## Instruction
Please copy out all the entries below, substituting "formatted as in this sample" for every "laid out like this sample" and keeping everything else the same.

## Dataset excerpts on object pointing

****************************************

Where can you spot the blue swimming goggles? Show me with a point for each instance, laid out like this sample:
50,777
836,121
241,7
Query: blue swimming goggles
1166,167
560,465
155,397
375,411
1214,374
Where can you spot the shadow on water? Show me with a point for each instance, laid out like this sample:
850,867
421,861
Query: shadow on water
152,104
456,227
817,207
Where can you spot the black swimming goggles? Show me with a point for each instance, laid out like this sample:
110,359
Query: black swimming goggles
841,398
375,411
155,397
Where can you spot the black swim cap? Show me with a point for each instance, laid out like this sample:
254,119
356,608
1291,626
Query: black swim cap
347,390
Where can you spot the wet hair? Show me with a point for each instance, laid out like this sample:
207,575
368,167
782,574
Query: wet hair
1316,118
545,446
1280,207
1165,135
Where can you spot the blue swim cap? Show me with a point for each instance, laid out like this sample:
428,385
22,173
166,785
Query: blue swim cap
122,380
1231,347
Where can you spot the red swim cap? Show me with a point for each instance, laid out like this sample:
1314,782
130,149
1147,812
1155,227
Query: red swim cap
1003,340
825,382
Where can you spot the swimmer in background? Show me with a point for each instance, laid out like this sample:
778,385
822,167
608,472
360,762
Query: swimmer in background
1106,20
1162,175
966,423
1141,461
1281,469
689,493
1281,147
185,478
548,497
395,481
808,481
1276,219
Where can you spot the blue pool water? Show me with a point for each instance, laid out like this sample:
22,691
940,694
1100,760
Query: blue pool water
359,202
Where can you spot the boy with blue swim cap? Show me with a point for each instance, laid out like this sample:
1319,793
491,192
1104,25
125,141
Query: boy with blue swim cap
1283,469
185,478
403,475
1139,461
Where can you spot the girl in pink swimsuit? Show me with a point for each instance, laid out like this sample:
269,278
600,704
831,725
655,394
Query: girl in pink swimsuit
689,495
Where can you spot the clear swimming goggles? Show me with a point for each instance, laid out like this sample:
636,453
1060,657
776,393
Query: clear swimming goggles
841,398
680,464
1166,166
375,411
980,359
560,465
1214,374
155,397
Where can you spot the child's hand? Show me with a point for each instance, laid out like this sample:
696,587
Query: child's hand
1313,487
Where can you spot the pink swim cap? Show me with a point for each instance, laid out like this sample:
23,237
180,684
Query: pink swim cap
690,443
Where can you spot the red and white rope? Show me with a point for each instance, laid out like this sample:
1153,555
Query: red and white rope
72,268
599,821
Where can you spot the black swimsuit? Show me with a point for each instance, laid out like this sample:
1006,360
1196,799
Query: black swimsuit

****************************************

## Task solution
Where can you spot the blue swimming goggles? Show me with a point for each instance, formatted as in this sample:
50,777
836,121
241,7
Query: blue swimming goggles
1166,167
560,465
155,397
375,411
1214,374
Where can you spot the shadow on water? Show me with a point for each instance, formatted as in this sample:
850,867
421,861
Query: shadow on water
152,104
456,227
817,207
Where can you spot the black swimming goggles? Show me with a point for each instance, formatted as in this sample:
110,359
Query: black swimming goggles
841,398
375,411
155,397
Where can you spot the black swim cap? Show me with a point for each instance, formatted as in this sample:
254,119
356,608
1291,626
Query: black swim cap
347,390
Where can you spot the wet hair? Show me with a point for each instance, formatted as in this sample:
207,575
368,167
782,574
Query: wet hair
1316,118
545,446
1280,207
1165,135
Where can you spot the blue swim cap? Show me with a point for each instance, formatted as in this sample:
428,385
22,173
166,785
Query: blue swim cap
122,380
1231,347
Where can you spot the red swim cap? Show me with a point for each instance, formatted as in this sample:
1314,782
130,149
1147,812
1155,227
Query: red swim cap
1003,340
825,382
Where can you spot the swimmer in background? Show me with a point for each instance, formatted as in this sample:
778,385
822,167
608,472
360,762
Query: swimmer in background
1106,20
1162,175
966,423
1141,461
1281,469
689,493
1281,147
185,478
548,497
395,481
808,481
1276,219
Where can you spot the blue pool water? Show me with a point for each instance, formatted as in this sample:
22,691
940,694
1100,760
Query: blue pool water
359,202
Where can you spot the boy with blue swim cap? Show me with a point for each instance, formatted as in this sample:
1319,793
491,192
1104,25
125,141
Query: boy with blue swim cap
1283,469
185,478
403,475
1139,461
Where can you spot the girl in pink swimsuit? Show me with a point for each instance, formatted as in this sample:
269,278
600,704
831,725
655,394
Query: girl in pink swimsuit
689,495
Where can you spot the clear swimming goggles? Show me with a point for each instance, formatted as in this sample:
636,453
1060,657
776,393
Query: clear swimming goggles
841,398
680,464
1166,166
375,411
980,359
560,465
1214,374
155,397
Where can you spot the child's hand? Show me with a point for each instance, formatted as in this sample:
696,587
Query: child's hand
1313,487
Where can you spot the pink swim cap? Show me with a point for each instance, formatted as in this sample:
23,237
180,684
Query: pink swim cap
690,443
Where can you spot the red and white rope? Show me with a point for each instance, formatted as in this sample:
1153,555
Query: red and white rope
72,268
599,821
Where can you spot the black swimsuit? Show me with a point for each instance, formatted as in this sample:
1006,360
1196,799
Query: black swimsuit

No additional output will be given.